> [TASK DETAILS]: In the email exchange below, revise the passage starting with "Second, I don't" and going on through "of self-reflection.", changing "hierarchy" to "ladder".

> [TEXT PROVIDED]:
On 4/27/2017 11:46 PM, David Nyman wrote:


On 27 Apr 2017 11:12 p.m., "Brent Meeker" <meeke...@verizon.net <mailto:meeke...@verizon.net>> wrote:

    Sure.  Here's the last exchange:

    /Davic: As far as the contradiction is concerned, I think you've
    found it for yourself. You've said many times that the number 2
    has no independent existence but must depend on there being 2
    things. IOW, you take the view that numbers are inferred only
    secondarily from objects which, broadly, is the intuitionist
    position on mathematics. Fine, if so for numbers, then equally so
    for computation. If computation is at root an inference from the
    relations between objects, and at the same time one holds that
    consciousness supervenes on those inferred relations, then one has
    reasoned oneself around in a circle, and not a virtuous one at
    that. Is it really intelligible to say that your mind supervenes
    on a set of secondary relations that are themselves nothing other
    than a product of its own powers of inference?/
    ///
    //Brent: But on that account they are not "nothing other than" -
    the are //*instantiated*//computational relations./
    /
    /
    /David: Sorry, Brent, that doesn't help. AFAICT you're just
    dodging my point. Could you respond in a way that isn't merely a
    verbal flourish?/

    You didn't explain what point I was dodging.  You said, "/Is it
    really intelligible to say that your mind supervenes on a set of
    secondary relations that are themselves nothing other than a
    product of its own powers of inference?" / And insofar as I
    understand that, it seems to say computationalism is incoherent
    because it would imply that mental constructs supervene on
    themselves.  First, that's not what I said.  I pointed out that I
    said they supervened on physical instantiation of computation.
    Second, I don't see that saying mental constructs supervene on
    other mental constructs is incoherent. There could be a hierarchy
    of self-reflection.

> [STORED DATA]:
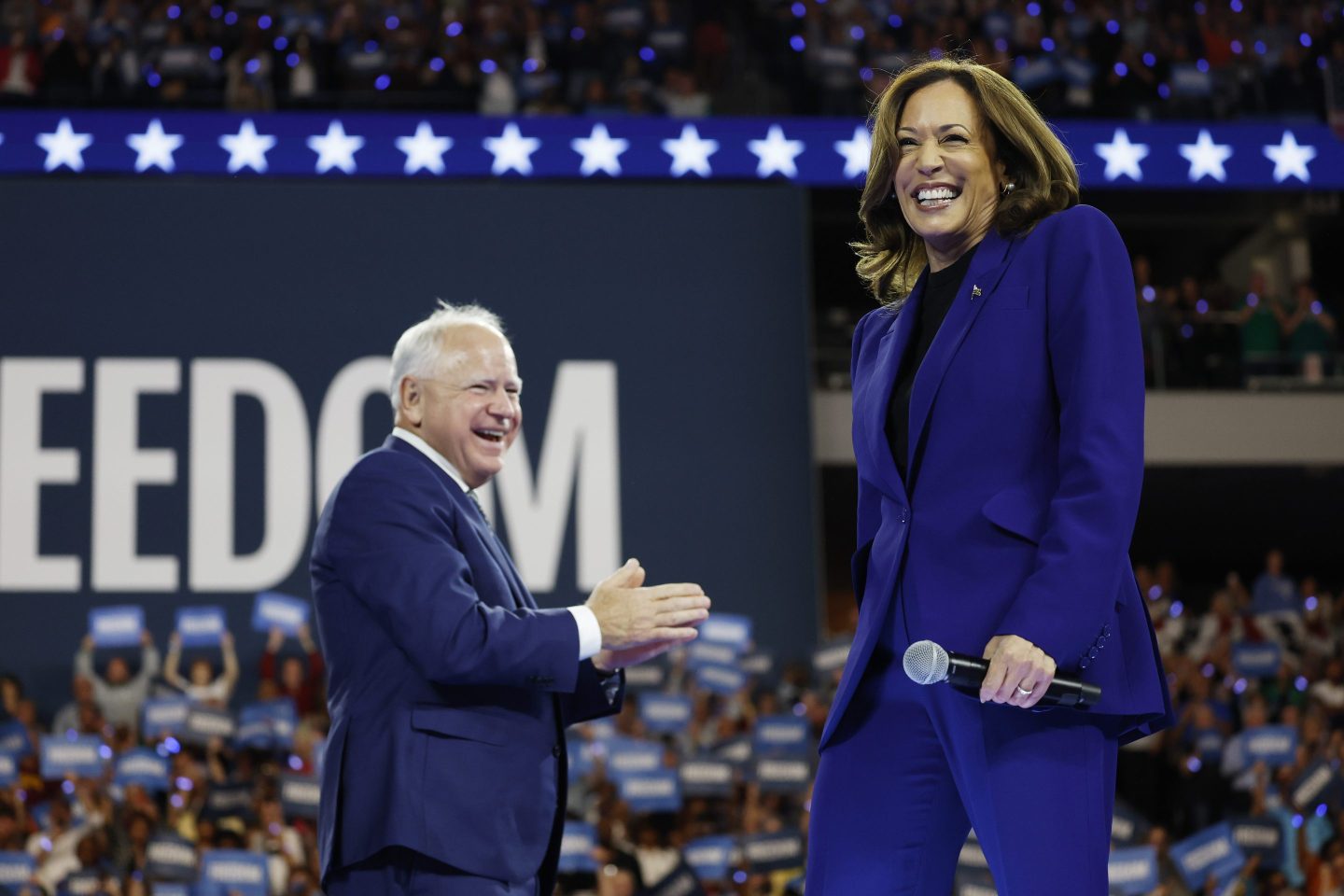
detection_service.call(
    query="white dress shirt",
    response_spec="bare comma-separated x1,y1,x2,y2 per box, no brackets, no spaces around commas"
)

> [COMPLETED TASK]:
Second, I don't see that saying mental constructs supervene on
    other mental constructs is incoherent. There could be a ladder
    of self-reflection.